### THE PROBLEM
Transcribe the listing below word for word but skip its images.

### INPUT FOR THIS TASK
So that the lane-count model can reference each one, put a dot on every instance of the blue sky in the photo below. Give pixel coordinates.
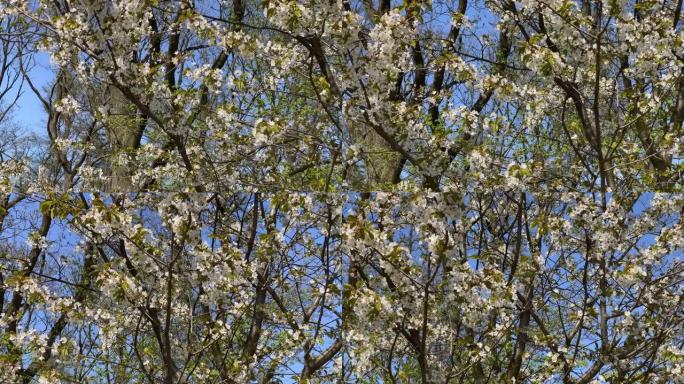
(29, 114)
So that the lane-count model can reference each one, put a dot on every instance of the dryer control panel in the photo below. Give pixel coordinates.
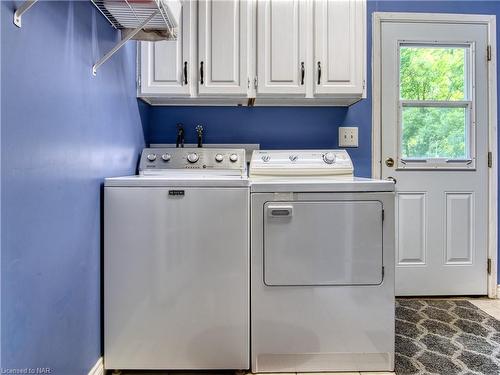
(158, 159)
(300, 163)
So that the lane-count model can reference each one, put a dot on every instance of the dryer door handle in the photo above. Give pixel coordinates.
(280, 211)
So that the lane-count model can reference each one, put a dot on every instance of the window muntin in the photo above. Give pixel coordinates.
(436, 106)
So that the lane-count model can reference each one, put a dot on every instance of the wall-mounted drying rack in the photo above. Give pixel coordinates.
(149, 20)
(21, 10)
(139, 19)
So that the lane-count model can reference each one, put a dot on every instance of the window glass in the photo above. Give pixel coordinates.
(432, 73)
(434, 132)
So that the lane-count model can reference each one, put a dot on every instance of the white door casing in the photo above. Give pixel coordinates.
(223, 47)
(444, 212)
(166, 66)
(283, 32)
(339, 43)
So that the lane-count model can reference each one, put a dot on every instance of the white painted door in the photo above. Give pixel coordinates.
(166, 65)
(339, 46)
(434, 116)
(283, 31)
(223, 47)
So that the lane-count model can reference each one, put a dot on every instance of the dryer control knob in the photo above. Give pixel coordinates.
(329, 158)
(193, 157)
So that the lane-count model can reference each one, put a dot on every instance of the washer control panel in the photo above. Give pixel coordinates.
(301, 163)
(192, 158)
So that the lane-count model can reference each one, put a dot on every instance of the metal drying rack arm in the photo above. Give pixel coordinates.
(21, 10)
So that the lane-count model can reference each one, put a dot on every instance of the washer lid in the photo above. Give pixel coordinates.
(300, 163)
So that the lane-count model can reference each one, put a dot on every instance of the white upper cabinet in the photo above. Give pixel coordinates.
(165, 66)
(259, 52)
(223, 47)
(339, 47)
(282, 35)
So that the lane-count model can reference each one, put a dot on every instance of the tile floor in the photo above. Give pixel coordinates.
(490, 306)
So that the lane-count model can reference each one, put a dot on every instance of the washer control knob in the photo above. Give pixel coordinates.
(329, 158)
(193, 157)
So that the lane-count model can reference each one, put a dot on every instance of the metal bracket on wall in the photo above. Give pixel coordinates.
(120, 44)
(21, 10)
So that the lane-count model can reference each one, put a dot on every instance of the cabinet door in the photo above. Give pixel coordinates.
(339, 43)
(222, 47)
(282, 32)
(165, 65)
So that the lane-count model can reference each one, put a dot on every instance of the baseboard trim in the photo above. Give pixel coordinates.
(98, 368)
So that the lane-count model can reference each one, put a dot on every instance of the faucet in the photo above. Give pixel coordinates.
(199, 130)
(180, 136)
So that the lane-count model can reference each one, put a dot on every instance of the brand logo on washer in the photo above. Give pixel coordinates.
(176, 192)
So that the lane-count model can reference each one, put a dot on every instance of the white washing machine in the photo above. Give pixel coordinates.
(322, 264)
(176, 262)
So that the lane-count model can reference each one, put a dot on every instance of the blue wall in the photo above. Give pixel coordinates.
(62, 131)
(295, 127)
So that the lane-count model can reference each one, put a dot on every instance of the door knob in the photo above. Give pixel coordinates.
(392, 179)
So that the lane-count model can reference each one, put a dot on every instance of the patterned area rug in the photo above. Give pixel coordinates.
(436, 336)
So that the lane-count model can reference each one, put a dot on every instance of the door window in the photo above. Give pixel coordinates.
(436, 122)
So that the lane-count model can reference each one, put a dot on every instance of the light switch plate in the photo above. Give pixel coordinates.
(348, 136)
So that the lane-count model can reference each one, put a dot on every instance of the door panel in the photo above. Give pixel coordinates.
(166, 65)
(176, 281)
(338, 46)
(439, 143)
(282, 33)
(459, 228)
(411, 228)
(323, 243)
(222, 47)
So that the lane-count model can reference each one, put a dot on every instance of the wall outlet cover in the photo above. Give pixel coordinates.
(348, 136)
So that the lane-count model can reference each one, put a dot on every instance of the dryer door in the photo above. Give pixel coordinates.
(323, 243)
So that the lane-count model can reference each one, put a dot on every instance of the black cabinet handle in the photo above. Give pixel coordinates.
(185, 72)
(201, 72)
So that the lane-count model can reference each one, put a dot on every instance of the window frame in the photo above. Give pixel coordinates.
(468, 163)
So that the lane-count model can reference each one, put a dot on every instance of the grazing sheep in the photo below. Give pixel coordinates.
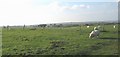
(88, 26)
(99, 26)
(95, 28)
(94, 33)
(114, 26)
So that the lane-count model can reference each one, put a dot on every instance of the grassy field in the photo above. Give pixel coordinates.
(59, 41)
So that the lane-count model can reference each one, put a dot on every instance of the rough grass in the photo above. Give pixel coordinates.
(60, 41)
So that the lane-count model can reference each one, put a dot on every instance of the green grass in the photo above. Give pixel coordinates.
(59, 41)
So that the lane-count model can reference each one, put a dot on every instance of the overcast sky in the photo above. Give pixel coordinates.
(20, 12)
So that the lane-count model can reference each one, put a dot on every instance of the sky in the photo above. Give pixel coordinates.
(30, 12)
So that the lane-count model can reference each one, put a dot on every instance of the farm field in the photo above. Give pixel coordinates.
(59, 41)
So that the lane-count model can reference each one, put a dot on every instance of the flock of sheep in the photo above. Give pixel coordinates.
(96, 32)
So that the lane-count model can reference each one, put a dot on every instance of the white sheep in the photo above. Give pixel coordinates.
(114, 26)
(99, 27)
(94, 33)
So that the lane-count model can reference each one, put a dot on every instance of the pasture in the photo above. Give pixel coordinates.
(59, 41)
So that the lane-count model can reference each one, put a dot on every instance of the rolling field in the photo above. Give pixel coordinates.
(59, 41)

### SOLUTION TO THE PROBLEM
So that the lane-count model can reference each one, put a dot on every instance of the blue sky in the photo below. Give pixel coordinates.
(29, 114)
So that the lane-count model can reference each one, put a dot on every instance of the dryer control panel in the photo below. Give pixel coordinates.
(158, 159)
(300, 163)
So that the lane-count model can reference each one, put a dot on every instance of the dryer door handle in the photo above. Give pixel coordinates.
(280, 211)
So that the lane-count model can reference each one, put a dot on every instance of the window muntin in the photo above. Give pixel coordinates.
(436, 106)
So that the lane-count model can reference each one, put a dot on every instance of the wall-mounted drying rack in the photo above. Give pixel coordinates.
(149, 20)
(21, 10)
(139, 19)
So that the lane-count model can reference each one, put a dot on every instance of the window glass in the photo above. Give pixel coordinates.
(432, 73)
(434, 132)
So that the lane-count model can reference each one, put a dot on every instance of the white door casing in the photo above. Give pixel coordinates.
(223, 47)
(444, 212)
(166, 66)
(283, 32)
(339, 43)
So that the lane-count model can reference each one, put a dot on every instance of the white painted door in the photo above. Give pixel coordinates.
(166, 65)
(339, 46)
(434, 116)
(283, 31)
(223, 47)
So that the lane-count model can reference each one, put a dot on every instance of the dryer control knob in the photo above. Give pixel coordinates.
(329, 158)
(193, 157)
So that the lane-count model can reference each one, put a dot on every instance of the washer control panel in the photo above. Give pixel coordinates.
(301, 163)
(192, 158)
So that the lane-count model can reference each one, put a dot on every instance of the metal drying rack arm in the photo above. Give pixel coordinates.
(21, 10)
So that the lane-count model can reference each one, put a dot on every instance of the washer lid in the photo above. Give pixel coordinates.
(300, 163)
So that the lane-count model can reference each one, put a dot on every instance of the white upper cabinet in the photo above. Give pixel coordinates.
(165, 66)
(259, 52)
(223, 47)
(339, 47)
(282, 35)
So that the lane-count model can reference each one, put a dot on every instance of the tile floor in the photo above. Give pixel coordinates.
(490, 306)
So that the lane-count model can reference each one, put a dot on every instance of the washer control knob in the photo above. Give pixel coordinates.
(329, 158)
(193, 157)
So that the lane-count model can reference each one, put a dot on every instance of the metal bracket on wall in the photo above. Give pixel coordinates.
(120, 44)
(21, 10)
So that the lane-count model can reference each one, put a dot on every instance of the cabinet door in the photo above. Give pixel coordinates.
(339, 43)
(222, 47)
(282, 32)
(165, 65)
So that the lane-count model can reference each one, put a dot on every instance of the baseboard trim in the photo above. Give pixel coordinates.
(98, 368)
So that the lane-count model can reference each one, put a dot on every instance of the faucet in the photo above. Give pixel coordinates.
(199, 130)
(180, 136)
So that the lane-count model can reference each one, put a dot on every instance of the brand logo on washer in the photo above. Give pixel coordinates.
(176, 192)
So that the lane-count model can reference each one, put a dot on every instance of the white washing machine in the photo above. Give pixel coordinates.
(322, 264)
(176, 262)
So that the lane-count model can reference each one, put a dot on every instance of the blue wall in the photo above. Give pixel coordinates.
(62, 131)
(295, 127)
So that the lane-count model can reference each one, put a dot on every instance of the door knob in the photo above. Give pixel coordinates.
(392, 179)
So that the lane-count model can reference each one, put a dot on every instance of the patterned area rug in the photo above. Give pixel coordinates.
(436, 336)
So that the lane-count model can reference each one, put a dot on every instance of the door window in the photo above. Give pixel coordinates.
(436, 122)
So that the lane-count model can reference each one, put a dot on every instance of the light switch plate in the photo above. Give pixel coordinates.
(348, 136)
So that the lane-count model can reference each one, put a dot on every instance of the door panel in the photo above. Give pixel coordinates.
(166, 65)
(176, 281)
(338, 46)
(439, 143)
(282, 33)
(459, 228)
(411, 228)
(323, 243)
(222, 47)
So that the lane-count model can reference each one, put a dot on every instance of the wall outlet cover in the photo above. Give pixel coordinates.
(348, 136)
So that the lane-count model can reference each one, put a dot on every instance of the dryer door in the photo above. Give pixel coordinates.
(323, 243)
So that the lane-count model can reference each one, put a dot on every instance of the black cabinet handle in the photo above. Give pixel coordinates.
(185, 72)
(201, 72)
So that the lane-count model can reference each one, put a dot on every instance of the window frame in the photo above. Give pixel coordinates.
(468, 163)
So that the lane-count model can reference each one, put a dot on every instance of the grazing sheep in the photo below. Give pixel coordinates.
(88, 26)
(99, 26)
(95, 28)
(94, 33)
(114, 26)
So that the lane-count model can reference each one, put a dot on every instance of the grassy field in the photo above. Give pixel coordinates.
(59, 41)
So that the lane-count model can reference each one, put a dot on every instance of the rough grass in the photo above. Give pixel coordinates.
(60, 41)
So that the lane-count model can reference each one, put a dot on every instance of the green grass in the photo above. Give pixel coordinates.
(59, 41)
So that the lane-count model can reference each one, put a dot on every instance of the overcast sky in the photo above. Give pixel coordinates.
(20, 12)
So that the lane-count model can reference each one, put a dot on every instance of the sky in the photo above. Give pixel coordinates.
(30, 12)
So that the lane-count model can reference each one, put a dot on every instance of the farm field in the photo above. Give pixel coordinates.
(59, 41)
So that the lane-count model can reference each one, put a dot on every instance of the flock of sheep in the photo above. Give pixel coordinates.
(96, 32)
So that the lane-count model can reference each one, put a dot on every instance of the white sheep in the photo above. Give pixel coordinates.
(114, 26)
(99, 27)
(94, 33)
So that the lane-count model can reference each one, put a dot on every instance of the pasture in the photo above. Give pixel coordinates.
(59, 41)
So that the lane-count model can reference each one, put a dot on every instance of the rolling field in the photo above. Give pixel coordinates.
(59, 41)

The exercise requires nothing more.